*Required work:* Set down the full listing exactly, character for character.

***** Data provided

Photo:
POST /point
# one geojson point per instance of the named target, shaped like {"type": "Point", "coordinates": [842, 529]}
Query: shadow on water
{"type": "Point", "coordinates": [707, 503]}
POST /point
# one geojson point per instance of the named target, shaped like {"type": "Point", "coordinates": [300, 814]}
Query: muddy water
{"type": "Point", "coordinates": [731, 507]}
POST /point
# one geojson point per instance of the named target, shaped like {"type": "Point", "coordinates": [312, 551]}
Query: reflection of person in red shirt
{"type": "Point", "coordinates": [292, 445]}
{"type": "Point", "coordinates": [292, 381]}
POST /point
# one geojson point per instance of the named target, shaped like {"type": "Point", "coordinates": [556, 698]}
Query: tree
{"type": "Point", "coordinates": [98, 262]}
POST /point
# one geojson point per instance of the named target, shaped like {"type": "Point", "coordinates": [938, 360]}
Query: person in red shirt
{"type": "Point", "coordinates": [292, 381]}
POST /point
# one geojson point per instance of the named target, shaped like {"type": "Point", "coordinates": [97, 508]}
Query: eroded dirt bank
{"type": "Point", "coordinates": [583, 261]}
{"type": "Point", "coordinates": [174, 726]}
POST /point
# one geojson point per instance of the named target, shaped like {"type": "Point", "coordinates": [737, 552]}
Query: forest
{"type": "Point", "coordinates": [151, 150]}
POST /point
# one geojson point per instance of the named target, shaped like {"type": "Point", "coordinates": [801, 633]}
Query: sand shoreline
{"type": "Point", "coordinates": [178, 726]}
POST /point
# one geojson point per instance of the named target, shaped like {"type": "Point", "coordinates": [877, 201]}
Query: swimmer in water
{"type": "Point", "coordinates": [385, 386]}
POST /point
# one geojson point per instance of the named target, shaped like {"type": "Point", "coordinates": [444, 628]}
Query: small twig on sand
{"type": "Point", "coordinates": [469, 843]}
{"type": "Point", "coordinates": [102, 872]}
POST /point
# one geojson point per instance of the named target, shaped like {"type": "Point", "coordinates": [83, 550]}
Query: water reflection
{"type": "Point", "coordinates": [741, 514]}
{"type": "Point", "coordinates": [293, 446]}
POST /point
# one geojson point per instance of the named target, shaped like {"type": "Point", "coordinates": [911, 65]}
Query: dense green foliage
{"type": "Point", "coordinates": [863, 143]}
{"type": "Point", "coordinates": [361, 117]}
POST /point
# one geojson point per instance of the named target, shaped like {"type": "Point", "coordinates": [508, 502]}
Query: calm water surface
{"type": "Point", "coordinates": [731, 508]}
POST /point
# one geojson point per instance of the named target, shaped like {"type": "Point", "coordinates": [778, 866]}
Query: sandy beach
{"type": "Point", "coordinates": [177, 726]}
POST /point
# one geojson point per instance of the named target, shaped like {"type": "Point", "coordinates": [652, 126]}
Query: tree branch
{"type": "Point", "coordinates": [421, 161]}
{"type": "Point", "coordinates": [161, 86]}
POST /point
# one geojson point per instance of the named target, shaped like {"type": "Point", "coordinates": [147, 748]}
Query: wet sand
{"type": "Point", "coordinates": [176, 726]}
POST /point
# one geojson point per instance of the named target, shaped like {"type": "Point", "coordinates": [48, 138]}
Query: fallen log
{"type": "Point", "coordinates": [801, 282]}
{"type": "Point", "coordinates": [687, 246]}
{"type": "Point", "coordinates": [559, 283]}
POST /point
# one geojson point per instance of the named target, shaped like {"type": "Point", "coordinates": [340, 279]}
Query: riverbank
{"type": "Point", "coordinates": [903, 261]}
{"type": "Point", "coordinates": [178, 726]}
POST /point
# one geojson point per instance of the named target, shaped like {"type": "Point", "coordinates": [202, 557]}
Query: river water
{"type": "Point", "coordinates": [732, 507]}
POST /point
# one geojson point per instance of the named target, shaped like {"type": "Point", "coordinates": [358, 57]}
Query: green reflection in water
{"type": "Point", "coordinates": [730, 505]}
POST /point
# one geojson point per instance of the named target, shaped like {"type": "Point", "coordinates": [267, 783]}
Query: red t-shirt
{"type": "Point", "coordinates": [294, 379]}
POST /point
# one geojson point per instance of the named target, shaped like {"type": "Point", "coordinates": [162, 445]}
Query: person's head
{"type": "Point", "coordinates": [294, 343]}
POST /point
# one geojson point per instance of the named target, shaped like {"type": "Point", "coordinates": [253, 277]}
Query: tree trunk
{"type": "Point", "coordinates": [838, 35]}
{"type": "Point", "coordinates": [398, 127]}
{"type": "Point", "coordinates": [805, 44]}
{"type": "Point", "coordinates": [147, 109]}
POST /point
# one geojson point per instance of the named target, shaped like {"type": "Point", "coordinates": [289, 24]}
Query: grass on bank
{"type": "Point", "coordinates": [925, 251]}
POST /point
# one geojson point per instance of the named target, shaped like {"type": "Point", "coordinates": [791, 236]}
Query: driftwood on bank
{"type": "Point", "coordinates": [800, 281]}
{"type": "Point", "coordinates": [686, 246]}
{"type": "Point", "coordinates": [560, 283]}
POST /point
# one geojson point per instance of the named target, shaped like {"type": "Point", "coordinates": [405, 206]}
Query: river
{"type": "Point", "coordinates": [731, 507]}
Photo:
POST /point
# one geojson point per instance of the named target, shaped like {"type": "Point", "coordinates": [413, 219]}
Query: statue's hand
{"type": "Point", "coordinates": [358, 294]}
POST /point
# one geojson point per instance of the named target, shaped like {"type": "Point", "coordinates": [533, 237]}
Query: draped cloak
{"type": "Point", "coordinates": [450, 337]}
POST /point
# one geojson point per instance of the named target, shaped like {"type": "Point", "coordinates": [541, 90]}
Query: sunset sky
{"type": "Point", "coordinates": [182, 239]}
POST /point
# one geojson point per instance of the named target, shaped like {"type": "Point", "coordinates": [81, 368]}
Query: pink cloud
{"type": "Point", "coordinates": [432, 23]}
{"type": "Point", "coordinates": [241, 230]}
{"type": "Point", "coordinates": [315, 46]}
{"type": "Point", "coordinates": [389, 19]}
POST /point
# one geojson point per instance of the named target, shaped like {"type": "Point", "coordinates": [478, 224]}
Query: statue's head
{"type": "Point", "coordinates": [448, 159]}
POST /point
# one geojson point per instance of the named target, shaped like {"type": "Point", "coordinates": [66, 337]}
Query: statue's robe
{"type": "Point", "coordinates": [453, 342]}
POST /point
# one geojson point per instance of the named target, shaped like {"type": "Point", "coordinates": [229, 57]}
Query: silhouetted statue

**********

*Problem solution:*
Photo:
POST /point
# one geojson point per instance of the named target, shaped like {"type": "Point", "coordinates": [842, 529]}
Query: shadow on water
{"type": "Point", "coordinates": [707, 503]}
POST /point
# one geojson point per instance of the named target, shaped like {"type": "Point", "coordinates": [300, 814]}
Query: muddy water
{"type": "Point", "coordinates": [731, 507]}
POST /point
# one geojson point per instance of the named target, shaped like {"type": "Point", "coordinates": [312, 551]}
Query: reflection of person in red shirt
{"type": "Point", "coordinates": [292, 445]}
{"type": "Point", "coordinates": [292, 381]}
POST /point
# one geojson point per instance of the named target, shaped like {"type": "Point", "coordinates": [556, 698]}
Query: tree
{"type": "Point", "coordinates": [98, 262]}
POST /point
# one geojson point per instance of the named target, shaped like {"type": "Point", "coordinates": [938, 360]}
Query: person in red shirt
{"type": "Point", "coordinates": [292, 381]}
POST /point
# one geojson point per instance of the named target, shaped like {"type": "Point", "coordinates": [97, 508]}
Query: eroded dirt bank
{"type": "Point", "coordinates": [583, 261]}
{"type": "Point", "coordinates": [174, 726]}
POST /point
# one geojson point per instance of the named target, shaped like {"type": "Point", "coordinates": [737, 552]}
Query: forest
{"type": "Point", "coordinates": [151, 150]}
POST /point
# one geojson point per instance of the named target, shaped like {"type": "Point", "coordinates": [801, 633]}
Query: sand shoreline
{"type": "Point", "coordinates": [178, 726]}
POST /point
# one geojson point per instance of the named target, shaped like {"type": "Point", "coordinates": [877, 201]}
Query: swimmer in water
{"type": "Point", "coordinates": [385, 386]}
POST /point
# one geojson point per instance of the named target, shaped like {"type": "Point", "coordinates": [444, 628]}
Query: small twig on sand
{"type": "Point", "coordinates": [469, 843]}
{"type": "Point", "coordinates": [102, 872]}
POST /point
# one geojson point per instance of the named target, shaped like {"type": "Point", "coordinates": [83, 550]}
Query: water reflection
{"type": "Point", "coordinates": [741, 514]}
{"type": "Point", "coordinates": [293, 446]}
POST /point
# one geojson point per instance of the named target, shaped like {"type": "Point", "coordinates": [911, 65]}
Query: dense green foliage
{"type": "Point", "coordinates": [863, 143]}
{"type": "Point", "coordinates": [361, 117]}
POST /point
# one geojson point per instance of the named target, shaped like {"type": "Point", "coordinates": [508, 502]}
Query: calm water surface
{"type": "Point", "coordinates": [731, 508]}
POST /point
# one geojson point per instance of the named target, shaped like {"type": "Point", "coordinates": [778, 866]}
Query: sandy beach
{"type": "Point", "coordinates": [177, 726]}
POST /point
# one geojson point per instance of the named target, shaped like {"type": "Point", "coordinates": [652, 126]}
Query: tree branch
{"type": "Point", "coordinates": [421, 161]}
{"type": "Point", "coordinates": [161, 86]}
POST /point
# one geojson point per instance of the named target, shaped like {"type": "Point", "coordinates": [147, 748]}
Query: wet sand
{"type": "Point", "coordinates": [176, 726]}
POST /point
# one geojson point per instance of the named target, shaped like {"type": "Point", "coordinates": [48, 138]}
Query: fallen log
{"type": "Point", "coordinates": [801, 282]}
{"type": "Point", "coordinates": [687, 246]}
{"type": "Point", "coordinates": [559, 283]}
POST /point
# one geojson point per instance of the named target, shaped like {"type": "Point", "coordinates": [340, 279]}
Query: riverbank
{"type": "Point", "coordinates": [903, 261]}
{"type": "Point", "coordinates": [178, 726]}
POST /point
# one geojson point per instance of the named target, shaped like {"type": "Point", "coordinates": [202, 557]}
Query: river water
{"type": "Point", "coordinates": [732, 507]}
POST /point
# one geojson point per instance of the named target, shaped like {"type": "Point", "coordinates": [358, 57]}
Query: green reflection in water
{"type": "Point", "coordinates": [730, 505]}
POST /point
# one geojson point per instance of the named target, shaped like {"type": "Point", "coordinates": [267, 783]}
Query: red t-shirt
{"type": "Point", "coordinates": [294, 379]}
POST /point
# one geojson point per instance of the named target, shaped like {"type": "Point", "coordinates": [162, 445]}
Query: person's head
{"type": "Point", "coordinates": [294, 343]}
POST /point
# one geojson point per instance of the named target, shaped like {"type": "Point", "coordinates": [253, 277]}
Query: tree trunk
{"type": "Point", "coordinates": [838, 35]}
{"type": "Point", "coordinates": [398, 127]}
{"type": "Point", "coordinates": [805, 44]}
{"type": "Point", "coordinates": [147, 109]}
POST /point
# one geojson point per instance of the named target, shaped like {"type": "Point", "coordinates": [289, 24]}
Query: grass on bank
{"type": "Point", "coordinates": [925, 251]}
POST /point
# one geojson point per instance of the named target, shaped like {"type": "Point", "coordinates": [791, 236]}
Query: driftwood on bank
{"type": "Point", "coordinates": [800, 281]}
{"type": "Point", "coordinates": [686, 246]}
{"type": "Point", "coordinates": [560, 283]}
POST /point
# one geojson point per instance of the named target, shaped like {"type": "Point", "coordinates": [405, 206]}
Query: river
{"type": "Point", "coordinates": [731, 507]}
Photo:
POST /point
# one geojson point per instance of the named target, shaped like {"type": "Point", "coordinates": [413, 219]}
Query: statue's hand
{"type": "Point", "coordinates": [358, 294]}
POST /point
# one geojson point per instance of the named target, shaped like {"type": "Point", "coordinates": [533, 237]}
Query: draped cloak
{"type": "Point", "coordinates": [450, 337]}
POST /point
# one geojson point per instance of the named target, shaped like {"type": "Point", "coordinates": [541, 90]}
Query: sunset sky
{"type": "Point", "coordinates": [182, 239]}
POST /point
# one geojson point per instance of the named target, shaped like {"type": "Point", "coordinates": [81, 368]}
Query: pink cloud
{"type": "Point", "coordinates": [432, 23]}
{"type": "Point", "coordinates": [241, 230]}
{"type": "Point", "coordinates": [315, 46]}
{"type": "Point", "coordinates": [389, 19]}
POST /point
# one geojson point per instance of the named target, shaped like {"type": "Point", "coordinates": [478, 224]}
Query: statue's head
{"type": "Point", "coordinates": [448, 159]}
POST /point
# one geojson point per instance of the named target, shaped like {"type": "Point", "coordinates": [66, 337]}
Query: statue's robe
{"type": "Point", "coordinates": [453, 342]}
POST /point
# one geojson point per instance of the named target, shaped like {"type": "Point", "coordinates": [229, 57]}
Query: silhouetted statue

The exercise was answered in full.